### Texte fourni

    Depuis mars 2017, ce praticien jusqu'alors au-delà de tout soupçon était déjà suspecté d'avoir pollué avec des produits dangereux les poches d'injection de sept patients, dont deux n'ont pas survécu. Il avait alors été laissé libre sous contrôle judiciaire avec interdiction d'exercer, malgré ses demandes répétées de reprendre son travail. Dans la nuit de jeudi à vendredi, le praticien a finalement été laissé libre sous contrôle judiciaire.

    Au total, la justice le soupçonne donc d'avoir empoisonné « avec préméditation » ou « sur personne vulnérable » vingt-quatre personnes depuis 2008, faits passibles de la réclusion criminelle à perpétuité. « Le docteur Péchier conteste l'intégralité des faits qui lui sont reprochés » a réagi hier soir l'un de ses avocats Me Randall Schwerdorffer. Toutefois, le suspect a reconnu pour la première fois devant les enquêteurs la réalité de ces empoisonnements, sans pouvoir désigner leur auteur.

    Teddy, 4 ans, a fait deux arrêts cardiaques

    En tout, neuf des patients empoisonnés âgés de 4 à 80 ans sont morts des suites de complications survenues lors d'opérations le plus souvent bénignes : opération de la hanche, de l'épaule ou encore ablation des amygdales comme dans le cas de Teddy, la plus jeune de ces victimes présumées. « Il a fait deux arrêts cardiaques sans explication avant d'être réanimé par le docteur Péchier, appelé en renfort et arrivé au bloc en moins d'une minute », détaille Me Jean-Michel Vernier, avocats des parents du garçonnet.

### Liste
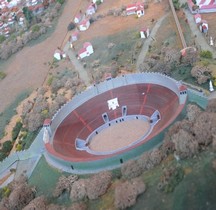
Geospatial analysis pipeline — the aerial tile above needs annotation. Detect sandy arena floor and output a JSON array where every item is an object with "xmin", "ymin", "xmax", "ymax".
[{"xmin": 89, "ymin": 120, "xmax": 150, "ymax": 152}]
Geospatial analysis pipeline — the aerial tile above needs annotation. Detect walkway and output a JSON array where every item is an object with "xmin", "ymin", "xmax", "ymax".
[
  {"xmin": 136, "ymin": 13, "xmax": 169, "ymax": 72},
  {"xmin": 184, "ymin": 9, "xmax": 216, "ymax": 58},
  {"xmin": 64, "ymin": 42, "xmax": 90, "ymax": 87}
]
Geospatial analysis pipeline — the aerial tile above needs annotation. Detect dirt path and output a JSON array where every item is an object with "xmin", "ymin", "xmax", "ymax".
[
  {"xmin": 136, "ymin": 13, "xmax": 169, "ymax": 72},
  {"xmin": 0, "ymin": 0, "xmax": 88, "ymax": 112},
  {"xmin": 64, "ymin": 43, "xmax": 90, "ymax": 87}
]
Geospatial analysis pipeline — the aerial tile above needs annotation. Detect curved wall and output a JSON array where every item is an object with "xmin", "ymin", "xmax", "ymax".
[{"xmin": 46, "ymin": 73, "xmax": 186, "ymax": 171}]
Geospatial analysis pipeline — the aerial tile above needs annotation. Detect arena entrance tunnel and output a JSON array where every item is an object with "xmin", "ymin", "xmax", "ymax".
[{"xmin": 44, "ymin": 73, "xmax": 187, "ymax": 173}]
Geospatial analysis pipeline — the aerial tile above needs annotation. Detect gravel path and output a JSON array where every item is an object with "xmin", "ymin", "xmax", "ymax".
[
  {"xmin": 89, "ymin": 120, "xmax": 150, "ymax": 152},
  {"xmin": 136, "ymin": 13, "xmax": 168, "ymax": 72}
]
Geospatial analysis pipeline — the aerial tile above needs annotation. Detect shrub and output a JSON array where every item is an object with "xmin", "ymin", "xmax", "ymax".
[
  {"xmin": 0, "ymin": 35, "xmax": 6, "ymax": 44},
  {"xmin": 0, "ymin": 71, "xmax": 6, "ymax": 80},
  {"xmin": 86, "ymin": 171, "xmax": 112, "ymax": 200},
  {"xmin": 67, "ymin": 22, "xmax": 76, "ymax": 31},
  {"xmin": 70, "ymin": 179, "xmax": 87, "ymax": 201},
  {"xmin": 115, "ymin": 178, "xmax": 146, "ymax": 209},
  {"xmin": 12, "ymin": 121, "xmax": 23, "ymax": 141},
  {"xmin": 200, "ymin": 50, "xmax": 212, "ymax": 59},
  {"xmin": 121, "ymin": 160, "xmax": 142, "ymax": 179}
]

### Consigne 1
Reformulez sous forme de liste à puces le paragraphe du texte sur l'affaire Péchier qui commence par « Au total, la justice le soupçonne », en conservant ses faits principaux.
### Consigne 2
Poursuivez le texte sur l'affaire Péchier à partir de sa dernière phrase.

### Réponse 1
- La justice soupçonne le praticien d'avoir empoisonné vingt-quatre personnes depuis 2008, « avec préméditation » ou « sur personne vulnérable ».
- Ces faits sont passibles de la réclusion criminelle à perpétuité.
- Selon l'un de ses avocats, Me Randall Schwerdorffer, le docteur Péchier conteste l'intégralité des faits.
- Le suspect a toutefois reconnu pour la première fois devant les enquêteurs la réalité de ces empoisonnements, sans pouvoir en désigner l'auteur.

### Réponse 2
    Un timing troublant et un modus operandi similaire à toutes ces affaires. « Le docteur Péchier est le dénominateur commun », a souligné hier en conférence de presse Etienne Manteaux, procureur de la République de Besançon, rappelant son « omniprésence » lors des réanimations, lui qui « se trouvait toujours à proximité immédiate » du bloc où survenaient les événements indésirables graves (EIG), selon la terminologie médicale.

    « Il posait des diagnostics précoces alors que rien ne permettait de suspecter le surdosage de certains produits », a ajouté le magistrat. Et pour cause, c'est précisément lui, estime la justice, qui aurait discrètement ajouté ces médicaments dans les poches, juste avant les opérations (lire ci-contre).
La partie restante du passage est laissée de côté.